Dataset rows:
========================================
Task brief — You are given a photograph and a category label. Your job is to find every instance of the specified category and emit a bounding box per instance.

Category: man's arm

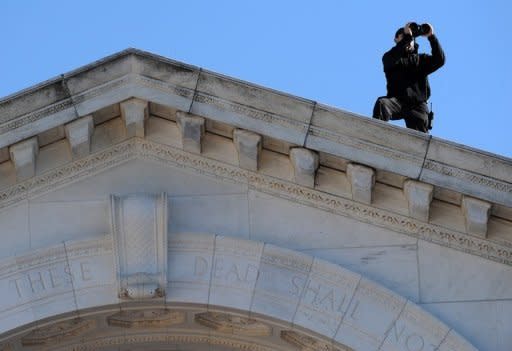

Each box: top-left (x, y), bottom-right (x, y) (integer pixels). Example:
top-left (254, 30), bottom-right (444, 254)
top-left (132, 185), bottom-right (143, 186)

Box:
========================================
» WHAT IS REQUIRED
Retype all of the data above line for line without changing anything, and leave the picture out of your copy.

» RESPONSE TO THE EXERCISE
Task brief — You are given a photograph and a category label. Your job is to find every instance of the specified category and emit a bounding box per instance.

Category: man's arm


Each box: top-left (x, y), bottom-right (x, y) (integer pixels). Example:
top-left (254, 30), bottom-right (444, 254)
top-left (132, 185), bottom-right (143, 186)

Box:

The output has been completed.